*The exercise:* Repeat each entry in full, exactly.

##### Given data #####

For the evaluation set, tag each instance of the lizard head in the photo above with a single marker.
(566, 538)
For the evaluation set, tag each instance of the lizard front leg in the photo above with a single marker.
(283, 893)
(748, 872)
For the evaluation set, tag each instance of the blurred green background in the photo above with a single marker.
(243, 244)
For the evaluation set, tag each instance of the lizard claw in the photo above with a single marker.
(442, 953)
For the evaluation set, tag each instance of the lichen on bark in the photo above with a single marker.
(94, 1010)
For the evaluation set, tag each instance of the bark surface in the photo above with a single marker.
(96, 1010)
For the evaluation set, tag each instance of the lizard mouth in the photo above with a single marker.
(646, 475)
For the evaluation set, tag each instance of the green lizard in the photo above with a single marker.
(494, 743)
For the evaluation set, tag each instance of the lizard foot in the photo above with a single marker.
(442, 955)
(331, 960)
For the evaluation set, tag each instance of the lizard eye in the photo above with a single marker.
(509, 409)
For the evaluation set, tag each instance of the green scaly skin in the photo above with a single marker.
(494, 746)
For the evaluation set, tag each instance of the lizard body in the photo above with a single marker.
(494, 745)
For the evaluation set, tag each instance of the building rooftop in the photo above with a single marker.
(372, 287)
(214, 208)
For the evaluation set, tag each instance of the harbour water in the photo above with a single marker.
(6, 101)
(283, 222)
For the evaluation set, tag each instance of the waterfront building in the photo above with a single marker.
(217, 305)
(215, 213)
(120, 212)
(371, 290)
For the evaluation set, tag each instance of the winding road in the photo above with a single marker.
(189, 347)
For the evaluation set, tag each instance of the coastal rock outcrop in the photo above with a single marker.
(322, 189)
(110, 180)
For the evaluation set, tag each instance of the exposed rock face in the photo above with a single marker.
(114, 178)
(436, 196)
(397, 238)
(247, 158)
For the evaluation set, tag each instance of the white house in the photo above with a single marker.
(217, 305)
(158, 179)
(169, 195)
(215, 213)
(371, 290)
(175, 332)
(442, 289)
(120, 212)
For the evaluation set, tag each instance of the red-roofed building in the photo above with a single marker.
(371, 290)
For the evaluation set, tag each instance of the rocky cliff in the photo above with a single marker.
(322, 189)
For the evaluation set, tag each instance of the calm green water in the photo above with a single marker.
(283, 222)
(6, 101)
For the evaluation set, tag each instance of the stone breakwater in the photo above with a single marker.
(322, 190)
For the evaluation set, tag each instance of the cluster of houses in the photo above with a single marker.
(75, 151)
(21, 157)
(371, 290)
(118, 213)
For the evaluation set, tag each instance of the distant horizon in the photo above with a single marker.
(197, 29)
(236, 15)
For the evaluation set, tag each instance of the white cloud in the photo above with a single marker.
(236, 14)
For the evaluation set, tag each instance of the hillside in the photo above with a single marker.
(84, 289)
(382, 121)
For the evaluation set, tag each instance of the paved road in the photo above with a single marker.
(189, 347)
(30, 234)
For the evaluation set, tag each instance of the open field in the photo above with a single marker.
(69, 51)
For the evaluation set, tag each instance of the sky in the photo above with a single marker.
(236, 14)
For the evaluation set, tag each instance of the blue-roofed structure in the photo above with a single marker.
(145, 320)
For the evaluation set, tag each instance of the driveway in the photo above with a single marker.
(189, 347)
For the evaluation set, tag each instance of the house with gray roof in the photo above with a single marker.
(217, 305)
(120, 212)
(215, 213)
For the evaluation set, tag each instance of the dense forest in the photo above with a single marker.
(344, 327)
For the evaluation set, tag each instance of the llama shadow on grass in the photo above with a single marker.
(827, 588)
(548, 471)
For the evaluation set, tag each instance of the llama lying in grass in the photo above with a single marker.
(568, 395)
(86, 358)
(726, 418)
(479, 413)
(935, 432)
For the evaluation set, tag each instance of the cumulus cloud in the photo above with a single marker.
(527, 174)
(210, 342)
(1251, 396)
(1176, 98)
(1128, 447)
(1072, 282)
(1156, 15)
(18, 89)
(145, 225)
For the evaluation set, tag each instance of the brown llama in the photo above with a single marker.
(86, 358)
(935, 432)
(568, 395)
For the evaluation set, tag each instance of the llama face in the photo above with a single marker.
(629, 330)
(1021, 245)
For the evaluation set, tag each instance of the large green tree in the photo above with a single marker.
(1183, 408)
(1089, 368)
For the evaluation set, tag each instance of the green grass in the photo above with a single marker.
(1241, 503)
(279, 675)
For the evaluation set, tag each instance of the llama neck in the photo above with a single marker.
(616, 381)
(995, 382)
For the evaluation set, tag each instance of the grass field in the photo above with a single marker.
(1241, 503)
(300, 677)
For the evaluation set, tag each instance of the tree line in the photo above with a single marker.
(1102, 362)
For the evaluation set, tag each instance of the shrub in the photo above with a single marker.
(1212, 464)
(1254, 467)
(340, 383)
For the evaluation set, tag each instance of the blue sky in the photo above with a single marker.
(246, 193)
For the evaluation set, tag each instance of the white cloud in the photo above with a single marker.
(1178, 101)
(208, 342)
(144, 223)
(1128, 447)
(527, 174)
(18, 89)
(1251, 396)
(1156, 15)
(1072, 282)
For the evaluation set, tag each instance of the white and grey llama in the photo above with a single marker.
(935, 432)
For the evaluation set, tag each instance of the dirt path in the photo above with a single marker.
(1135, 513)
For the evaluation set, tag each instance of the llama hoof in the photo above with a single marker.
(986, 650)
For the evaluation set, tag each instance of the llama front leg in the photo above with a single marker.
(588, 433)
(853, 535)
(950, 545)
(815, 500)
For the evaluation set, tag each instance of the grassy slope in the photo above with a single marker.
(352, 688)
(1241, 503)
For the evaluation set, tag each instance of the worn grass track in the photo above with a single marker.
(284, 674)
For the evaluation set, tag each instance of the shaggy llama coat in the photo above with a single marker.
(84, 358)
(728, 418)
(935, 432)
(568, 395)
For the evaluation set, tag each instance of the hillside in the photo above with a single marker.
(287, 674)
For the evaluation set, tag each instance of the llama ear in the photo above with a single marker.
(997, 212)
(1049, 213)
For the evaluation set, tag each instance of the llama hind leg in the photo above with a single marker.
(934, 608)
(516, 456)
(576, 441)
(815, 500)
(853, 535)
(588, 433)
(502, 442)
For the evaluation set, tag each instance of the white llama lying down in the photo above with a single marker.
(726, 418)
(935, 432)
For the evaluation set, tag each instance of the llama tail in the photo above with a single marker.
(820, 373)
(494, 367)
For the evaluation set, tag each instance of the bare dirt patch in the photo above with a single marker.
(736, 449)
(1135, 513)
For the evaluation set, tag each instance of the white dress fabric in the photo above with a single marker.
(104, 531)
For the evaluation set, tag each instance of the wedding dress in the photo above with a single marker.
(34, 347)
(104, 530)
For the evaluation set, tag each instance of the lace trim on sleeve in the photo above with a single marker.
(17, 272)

#####

*Reply to the exercise:*
For the evaluation set, tag each instance of the lizard head in the photo above with a single marker.
(566, 538)
For the evaluation set, tag each instance of the lizard front leg in the photo above with a single marker.
(283, 893)
(748, 872)
For the evaluation set, tag each instance of the blurred green background in the photo above with a single marker.
(243, 244)
For the evaluation set, tag each instance of the lizard claw in the photo above with a single marker.
(442, 953)
For the evaluation set, tag each instance of the lichen on bark in the photo above with a single marker.
(94, 1010)
For the evaluation set, tag each instance of the bark surface in the photo above with a single marker.
(96, 1010)
For the evaluation set, tag each instance of the lizard mouth in the photo above with a single marker.
(646, 475)
For the evaluation set, tag each instance of the green lizard in the photo above with a single marker.
(494, 743)
For the evaluation set, tag each instance of the lizard foot in the photo above with a single marker.
(442, 955)
(331, 960)
For the evaluation set, tag each instance of the lizard eye in the photo above with a single marker.
(509, 409)
For the evaluation set, tag each instance of the green scaly skin in the photo above with a single marker.
(494, 746)
For the evaluation set, tag each instance of the lizard body in the photo above with a single marker.
(494, 745)
For the evaluation set, tag each instance of the building rooftop in the photo above with a single marker.
(372, 287)
(214, 208)
For the evaluation set, tag each instance of the harbour water in the photo above with a single marker.
(6, 101)
(283, 222)
For the evaluation set, tag each instance of the waterfront building in the photo above with a single marker.
(217, 305)
(215, 213)
(120, 212)
(371, 290)
For the evaluation set, tag each instance of the winding road in the photo above with a single marker.
(189, 347)
For the evaluation set, tag each instance of the coastal rock outcrop in the photo above with a single marker.
(322, 189)
(110, 180)
For the evaluation set, tag each instance of the exposed rock face in the photo above with a single marker.
(114, 178)
(436, 196)
(397, 238)
(247, 158)
For the evaluation set, tag each instance of the white house in the photo above with a single marker.
(217, 305)
(158, 179)
(169, 195)
(215, 213)
(371, 290)
(175, 332)
(442, 289)
(120, 212)
For the evaluation set, tag each instance of the red-roofed building in the photo above with a single marker.
(371, 290)
For the evaluation set, tag each instance of the rocky cliff in the photo above with a single marker.
(322, 189)
For the evaluation set, tag each instance of the calm green water in the photo above with a single marker.
(283, 222)
(6, 101)
For the evaluation set, tag each instance of the stone breakwater in the photo above with a single marker.
(322, 190)
For the evaluation set, tag each instance of the cluster of houses in the photo above with a single marker.
(75, 151)
(21, 157)
(371, 290)
(118, 213)
For the evaluation set, tag each instance of the distant horizon in the photo above with a single marker.
(197, 29)
(236, 15)
For the evaluation set, tag each instance of the white cloud in the photo above with a single marker.
(236, 14)
For the evaluation set, tag each instance of the hillside in the photo above with a single marker.
(84, 289)
(382, 121)
For the evaluation set, tag each instance of the paved road in the photo above with a single marker.
(189, 347)
(30, 234)
For the evaluation set, tag each instance of the open field in the photo above with a single marker.
(69, 51)
For the evaluation set, tag each instance of the sky in the photo above with a single marker.
(236, 14)
For the evaluation set, tag each instance of the blue-roofed structure in the photo above with a single marker.
(145, 320)
For the evaluation set, tag each instance of the driveway in the photo above with a single marker.
(189, 347)
For the evaluation set, tag each instance of the house with gray roof in the photo above with a single marker.
(217, 305)
(120, 212)
(215, 213)
For the evaluation set, tag each instance of the dense forest in the photo above with a single marker.
(344, 327)
For the evaluation set, tag each instance of the llama shadow on grass in the photo above with a single marker.
(827, 588)
(548, 471)
For the evaluation set, tag each instance of the llama lying in grass in the photo above with a single marker.
(568, 395)
(86, 358)
(726, 418)
(479, 413)
(935, 432)
For the evaluation set, tag each instance of the cumulus cloud in the photo above with a single marker.
(527, 174)
(210, 342)
(1251, 396)
(1176, 98)
(1128, 447)
(1072, 282)
(1156, 15)
(18, 89)
(145, 225)
For the evaluation set, tag each instance of the brown llama in the photo above with a single marker.
(86, 358)
(935, 432)
(568, 395)
For the evaluation set, tag each instance of the llama face in the photo above with a single marker.
(629, 330)
(1021, 245)
For the evaluation set, tag each instance of the large green tree in the photo above with a single marker.
(1183, 408)
(1089, 368)
For the evaluation set, tag each instance of the green grass in the photo above with a single marker.
(1241, 503)
(279, 675)
For the evaluation set, tag each instance of the llama neck in the photo above with a single marker.
(616, 381)
(995, 382)
For the evaluation set, tag each instance of the grass field in the photo above with a single marker.
(1241, 503)
(300, 677)
For the evaluation set, tag each instance of the tree line in the photo above with a single marker.
(1102, 362)
For the evaluation set, tag each instance of the shrub in the photo above with a single marker.
(1212, 464)
(1254, 467)
(340, 383)
For the evaluation set, tag each instance of the blue sky in the photo above with a single marker.
(246, 193)
For the evaluation set, tag each instance of the white cloud in the photo above with a single marker.
(1178, 101)
(208, 342)
(144, 223)
(1128, 447)
(527, 174)
(18, 89)
(1251, 396)
(1156, 15)
(1072, 282)
For the evaluation set, tag each instance of the white and grey llama in the photo above with a single marker.
(935, 432)
For the evaluation set, tag each instance of the dirt path in the photo above with a single marker.
(1135, 513)
For the evaluation set, tag each instance of the llama hoof in the photo above with a single marker.
(986, 650)
For the evaluation set, tag each instance of the llama front leg in the photo above with a single marker.
(588, 433)
(853, 535)
(950, 545)
(815, 500)
For the evaluation set, tag each instance of the grassy slope in the photo above with a single marker.
(352, 688)
(1241, 503)
For the evaluation set, tag each instance of the worn grass track in the photo above with a single marker.
(284, 674)
For the evaluation set, tag each instance of the shaggy llama coat in the photo above with a single marker.
(84, 358)
(728, 418)
(935, 432)
(568, 395)
For the evaluation set, tag each instance of the hillside in the photo above with a single marker.
(287, 674)
For the evaluation set, tag each instance of the llama ear in the photo above with a single marker.
(997, 212)
(1049, 213)
For the evaluation set, tag each instance of the llama hind leg in the photo above with a single marker.
(934, 608)
(516, 456)
(576, 441)
(815, 500)
(853, 535)
(588, 433)
(502, 442)
For the evaluation set, tag each instance of the white llama lying down in the photo above with a single marker.
(726, 418)
(935, 432)
For the evaluation set, tag each instance of the llama tail in the photo above with a single marker.
(820, 373)
(494, 367)
For the evaluation set, tag each instance of the bare dirt patch in the photo above with a single marker.
(736, 449)
(1135, 513)
For the evaluation set, tag each instance of the white dress fabric in the photo above with a single marker.
(104, 531)
For the evaluation set, tag each instance of the wedding dress in the photo above with a single marker.
(34, 347)
(104, 530)
For the evaluation set, tag each instance of the lace trim on sleeve in the photo above with a single marker.
(17, 272)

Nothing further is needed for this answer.